-------- Supplied material --------

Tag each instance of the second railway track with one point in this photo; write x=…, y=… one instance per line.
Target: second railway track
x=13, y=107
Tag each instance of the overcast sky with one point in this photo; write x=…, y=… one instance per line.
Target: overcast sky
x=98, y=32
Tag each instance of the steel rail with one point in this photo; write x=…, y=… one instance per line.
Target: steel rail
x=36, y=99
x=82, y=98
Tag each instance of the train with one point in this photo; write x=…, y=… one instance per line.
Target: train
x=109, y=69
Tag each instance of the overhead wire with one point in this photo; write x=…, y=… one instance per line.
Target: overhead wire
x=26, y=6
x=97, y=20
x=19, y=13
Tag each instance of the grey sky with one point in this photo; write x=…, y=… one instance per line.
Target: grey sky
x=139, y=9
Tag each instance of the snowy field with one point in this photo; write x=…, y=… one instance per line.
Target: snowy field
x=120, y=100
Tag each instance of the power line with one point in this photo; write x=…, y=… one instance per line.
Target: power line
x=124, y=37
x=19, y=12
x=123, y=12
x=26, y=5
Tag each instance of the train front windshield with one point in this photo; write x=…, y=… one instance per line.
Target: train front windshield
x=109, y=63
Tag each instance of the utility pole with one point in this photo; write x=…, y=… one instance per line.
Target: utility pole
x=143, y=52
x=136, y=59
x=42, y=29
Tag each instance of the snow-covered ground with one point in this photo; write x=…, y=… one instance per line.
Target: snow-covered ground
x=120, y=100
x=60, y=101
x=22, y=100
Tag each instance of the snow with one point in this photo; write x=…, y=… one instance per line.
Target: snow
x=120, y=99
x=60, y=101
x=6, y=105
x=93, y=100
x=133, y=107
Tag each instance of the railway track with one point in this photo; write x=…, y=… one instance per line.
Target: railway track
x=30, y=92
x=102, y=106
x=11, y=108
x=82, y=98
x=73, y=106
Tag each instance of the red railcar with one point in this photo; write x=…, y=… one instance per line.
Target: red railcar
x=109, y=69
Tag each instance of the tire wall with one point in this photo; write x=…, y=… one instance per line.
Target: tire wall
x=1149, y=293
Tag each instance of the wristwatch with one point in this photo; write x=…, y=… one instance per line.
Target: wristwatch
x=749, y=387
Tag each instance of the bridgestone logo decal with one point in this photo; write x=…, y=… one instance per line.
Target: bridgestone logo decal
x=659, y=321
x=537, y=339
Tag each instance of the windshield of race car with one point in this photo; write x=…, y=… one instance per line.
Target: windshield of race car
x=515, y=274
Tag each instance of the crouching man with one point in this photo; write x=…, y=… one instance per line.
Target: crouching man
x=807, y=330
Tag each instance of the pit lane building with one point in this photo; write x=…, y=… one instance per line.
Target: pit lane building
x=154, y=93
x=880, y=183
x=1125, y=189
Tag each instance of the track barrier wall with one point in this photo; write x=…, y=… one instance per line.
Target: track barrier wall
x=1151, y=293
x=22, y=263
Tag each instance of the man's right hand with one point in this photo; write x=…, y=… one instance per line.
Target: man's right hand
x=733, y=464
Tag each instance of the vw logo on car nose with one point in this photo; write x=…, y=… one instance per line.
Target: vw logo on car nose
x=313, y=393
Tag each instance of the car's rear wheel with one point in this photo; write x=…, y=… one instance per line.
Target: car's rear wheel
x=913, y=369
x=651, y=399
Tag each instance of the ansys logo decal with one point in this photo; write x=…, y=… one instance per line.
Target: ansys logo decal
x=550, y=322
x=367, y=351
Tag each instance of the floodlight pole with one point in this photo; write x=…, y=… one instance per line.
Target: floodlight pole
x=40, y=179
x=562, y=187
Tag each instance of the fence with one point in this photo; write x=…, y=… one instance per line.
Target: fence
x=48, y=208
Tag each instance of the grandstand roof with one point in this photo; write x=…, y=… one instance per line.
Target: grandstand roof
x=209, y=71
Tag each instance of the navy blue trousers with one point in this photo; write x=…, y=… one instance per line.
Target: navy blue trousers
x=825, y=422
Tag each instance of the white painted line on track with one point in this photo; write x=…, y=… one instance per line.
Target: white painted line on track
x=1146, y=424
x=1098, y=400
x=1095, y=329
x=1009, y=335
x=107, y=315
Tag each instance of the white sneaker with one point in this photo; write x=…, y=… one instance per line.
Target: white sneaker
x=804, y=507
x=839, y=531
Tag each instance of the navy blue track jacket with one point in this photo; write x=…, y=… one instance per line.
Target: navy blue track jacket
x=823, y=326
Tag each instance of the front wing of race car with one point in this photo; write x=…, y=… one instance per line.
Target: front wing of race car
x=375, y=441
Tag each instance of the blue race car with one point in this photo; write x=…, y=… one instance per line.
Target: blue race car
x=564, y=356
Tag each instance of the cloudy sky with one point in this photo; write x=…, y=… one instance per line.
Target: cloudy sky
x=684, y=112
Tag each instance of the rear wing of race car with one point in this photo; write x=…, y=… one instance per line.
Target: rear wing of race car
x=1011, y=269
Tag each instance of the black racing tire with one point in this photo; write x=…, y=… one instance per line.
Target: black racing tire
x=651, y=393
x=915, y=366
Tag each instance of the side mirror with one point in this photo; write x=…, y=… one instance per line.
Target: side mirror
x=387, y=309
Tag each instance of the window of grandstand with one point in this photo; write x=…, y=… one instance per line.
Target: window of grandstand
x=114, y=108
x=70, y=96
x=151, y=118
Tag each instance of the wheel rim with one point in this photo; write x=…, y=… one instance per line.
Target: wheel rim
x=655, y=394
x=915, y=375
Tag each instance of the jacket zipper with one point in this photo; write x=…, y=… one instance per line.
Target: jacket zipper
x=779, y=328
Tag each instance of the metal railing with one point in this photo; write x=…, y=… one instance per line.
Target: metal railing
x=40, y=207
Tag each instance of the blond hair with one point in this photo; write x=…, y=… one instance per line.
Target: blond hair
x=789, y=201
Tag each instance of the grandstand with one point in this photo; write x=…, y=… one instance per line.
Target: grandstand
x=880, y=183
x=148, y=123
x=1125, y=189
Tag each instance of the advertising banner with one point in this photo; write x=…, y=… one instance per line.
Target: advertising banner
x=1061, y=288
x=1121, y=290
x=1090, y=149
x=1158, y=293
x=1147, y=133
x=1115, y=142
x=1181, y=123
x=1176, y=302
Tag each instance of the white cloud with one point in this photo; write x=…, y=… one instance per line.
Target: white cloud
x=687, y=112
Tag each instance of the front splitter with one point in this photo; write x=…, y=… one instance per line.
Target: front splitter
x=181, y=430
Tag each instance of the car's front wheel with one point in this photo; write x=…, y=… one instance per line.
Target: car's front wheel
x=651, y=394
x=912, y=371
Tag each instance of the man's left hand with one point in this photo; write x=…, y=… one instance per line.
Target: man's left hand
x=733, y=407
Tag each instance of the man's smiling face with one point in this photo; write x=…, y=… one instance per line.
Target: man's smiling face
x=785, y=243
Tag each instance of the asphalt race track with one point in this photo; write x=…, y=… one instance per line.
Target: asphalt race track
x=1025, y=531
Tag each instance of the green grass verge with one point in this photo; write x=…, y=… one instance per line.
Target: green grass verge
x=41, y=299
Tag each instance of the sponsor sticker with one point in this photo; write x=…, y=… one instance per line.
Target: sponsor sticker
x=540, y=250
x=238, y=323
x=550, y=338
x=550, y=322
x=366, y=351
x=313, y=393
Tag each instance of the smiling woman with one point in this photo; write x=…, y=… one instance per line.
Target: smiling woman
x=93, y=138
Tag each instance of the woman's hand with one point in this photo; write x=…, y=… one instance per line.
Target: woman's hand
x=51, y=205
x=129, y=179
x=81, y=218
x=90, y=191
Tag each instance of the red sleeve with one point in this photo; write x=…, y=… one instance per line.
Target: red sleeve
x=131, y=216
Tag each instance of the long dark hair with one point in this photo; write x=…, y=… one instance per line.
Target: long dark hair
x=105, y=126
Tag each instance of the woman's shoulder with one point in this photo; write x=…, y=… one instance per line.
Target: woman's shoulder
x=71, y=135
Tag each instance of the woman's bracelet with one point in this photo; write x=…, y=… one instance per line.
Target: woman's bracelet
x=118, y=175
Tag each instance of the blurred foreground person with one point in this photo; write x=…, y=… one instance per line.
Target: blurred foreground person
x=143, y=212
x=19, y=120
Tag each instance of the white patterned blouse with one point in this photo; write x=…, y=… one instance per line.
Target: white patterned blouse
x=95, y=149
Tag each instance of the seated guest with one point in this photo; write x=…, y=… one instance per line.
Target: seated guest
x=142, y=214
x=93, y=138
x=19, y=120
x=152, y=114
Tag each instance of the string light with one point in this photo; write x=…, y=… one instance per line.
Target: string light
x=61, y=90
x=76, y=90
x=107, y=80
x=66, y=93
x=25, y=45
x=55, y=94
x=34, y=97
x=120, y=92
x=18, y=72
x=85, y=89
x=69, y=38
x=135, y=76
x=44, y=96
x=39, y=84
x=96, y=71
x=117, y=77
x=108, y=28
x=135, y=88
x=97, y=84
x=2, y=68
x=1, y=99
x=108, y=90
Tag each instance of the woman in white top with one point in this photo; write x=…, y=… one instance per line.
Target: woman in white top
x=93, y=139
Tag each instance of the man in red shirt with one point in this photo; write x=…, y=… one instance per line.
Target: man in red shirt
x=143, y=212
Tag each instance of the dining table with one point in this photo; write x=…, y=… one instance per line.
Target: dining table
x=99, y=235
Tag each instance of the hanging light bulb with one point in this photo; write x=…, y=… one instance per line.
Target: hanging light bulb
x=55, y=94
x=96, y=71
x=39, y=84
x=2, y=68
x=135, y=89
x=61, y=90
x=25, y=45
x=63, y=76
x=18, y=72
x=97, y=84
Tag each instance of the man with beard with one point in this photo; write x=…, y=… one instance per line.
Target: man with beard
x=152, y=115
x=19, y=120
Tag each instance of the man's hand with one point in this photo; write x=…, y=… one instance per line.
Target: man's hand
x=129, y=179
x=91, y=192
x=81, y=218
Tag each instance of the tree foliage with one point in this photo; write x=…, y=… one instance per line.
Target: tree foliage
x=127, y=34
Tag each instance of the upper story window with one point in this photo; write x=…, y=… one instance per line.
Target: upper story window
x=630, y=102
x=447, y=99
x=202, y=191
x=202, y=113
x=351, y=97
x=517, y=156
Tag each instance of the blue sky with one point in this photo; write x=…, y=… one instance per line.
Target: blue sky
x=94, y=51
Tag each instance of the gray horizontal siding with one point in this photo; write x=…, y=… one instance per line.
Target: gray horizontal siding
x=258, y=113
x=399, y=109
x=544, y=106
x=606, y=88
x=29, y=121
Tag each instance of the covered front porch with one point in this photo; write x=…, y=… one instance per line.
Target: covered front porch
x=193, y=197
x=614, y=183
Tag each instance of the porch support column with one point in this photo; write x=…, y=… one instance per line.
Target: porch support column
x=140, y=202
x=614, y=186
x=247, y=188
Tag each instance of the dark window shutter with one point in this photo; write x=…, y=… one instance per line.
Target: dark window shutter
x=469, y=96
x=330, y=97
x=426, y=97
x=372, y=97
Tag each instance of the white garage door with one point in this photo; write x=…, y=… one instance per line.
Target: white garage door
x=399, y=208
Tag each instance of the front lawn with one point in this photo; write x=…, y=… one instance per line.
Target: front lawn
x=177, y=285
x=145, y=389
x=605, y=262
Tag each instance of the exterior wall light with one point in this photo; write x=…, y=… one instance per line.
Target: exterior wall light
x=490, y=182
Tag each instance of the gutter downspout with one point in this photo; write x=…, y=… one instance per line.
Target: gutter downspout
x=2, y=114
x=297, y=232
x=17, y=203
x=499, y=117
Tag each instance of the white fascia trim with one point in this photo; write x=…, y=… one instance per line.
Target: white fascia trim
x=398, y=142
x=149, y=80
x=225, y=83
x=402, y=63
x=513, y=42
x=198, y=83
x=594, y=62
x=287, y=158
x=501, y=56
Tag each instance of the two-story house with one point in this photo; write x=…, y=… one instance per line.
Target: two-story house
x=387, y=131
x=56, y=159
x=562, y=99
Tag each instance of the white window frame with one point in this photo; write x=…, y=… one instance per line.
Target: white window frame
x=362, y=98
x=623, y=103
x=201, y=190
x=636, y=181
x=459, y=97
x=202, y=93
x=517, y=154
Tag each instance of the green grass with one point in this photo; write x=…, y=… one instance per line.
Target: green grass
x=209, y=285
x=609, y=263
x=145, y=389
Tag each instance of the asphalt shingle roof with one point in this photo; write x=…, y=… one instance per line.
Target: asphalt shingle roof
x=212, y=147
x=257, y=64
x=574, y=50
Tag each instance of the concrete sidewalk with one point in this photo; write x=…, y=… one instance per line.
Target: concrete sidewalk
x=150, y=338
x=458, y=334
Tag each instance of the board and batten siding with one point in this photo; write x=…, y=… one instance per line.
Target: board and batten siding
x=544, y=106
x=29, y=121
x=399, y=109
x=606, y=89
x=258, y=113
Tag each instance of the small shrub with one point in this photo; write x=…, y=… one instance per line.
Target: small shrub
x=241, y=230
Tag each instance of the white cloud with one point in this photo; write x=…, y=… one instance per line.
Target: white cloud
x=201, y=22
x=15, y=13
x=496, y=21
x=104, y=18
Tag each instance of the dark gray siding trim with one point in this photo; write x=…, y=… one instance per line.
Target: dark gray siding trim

--------

Assignment:
In the entries above, find the line with "Tag each instance of the front splitter" and the line with "Tag each instance of the long", then restate word for word both of them and every line between, with nothing more.

Your solution:
Tag each instance of the front splitter with one point in this photo; write x=…, y=… one instance per line.
Target: front splitter
x=181, y=430
Tag each instance of the car's front wheel with one point in this photo; write x=…, y=… one instance per line.
Target: car's front wheel
x=651, y=394
x=912, y=371
Tag each instance of the man's left hand with one point in this photo; write x=…, y=… one instance per line.
Target: man's left hand
x=733, y=407
Tag each instance of the man's smiling face with one point in this photo; write x=…, y=… one instance per line.
Target: man's smiling face
x=785, y=243
Tag each instance of the asphalt race track with one point in this photo; write x=…, y=… one instance per line.
Target: asphalt race track
x=1025, y=531
Tag each instance of the green grass verge with one point in this photo; write x=…, y=… one instance per line.
Target: green grass verge
x=41, y=299
Tag each instance of the sponsor sticker with one point in this photo; write x=…, y=… one instance per line.
Target: sponsor sticker
x=540, y=250
x=238, y=323
x=550, y=338
x=550, y=322
x=366, y=351
x=313, y=393
Tag each instance of the smiling woman with one point in this photo; write x=…, y=… one instance per line.
Target: smiling woman
x=93, y=138
Tag each instance of the woman's hand with one point in this photo; write x=…, y=… one instance per line.
Target: woman's hand
x=51, y=205
x=129, y=179
x=81, y=218
x=90, y=191
Tag each instance of the red sleeve with one point in this photo; write x=…, y=… one instance per line.
Target: red sleeve
x=131, y=216
Tag each instance of the long dark hair with one point in this photo; write x=…, y=… one instance per line.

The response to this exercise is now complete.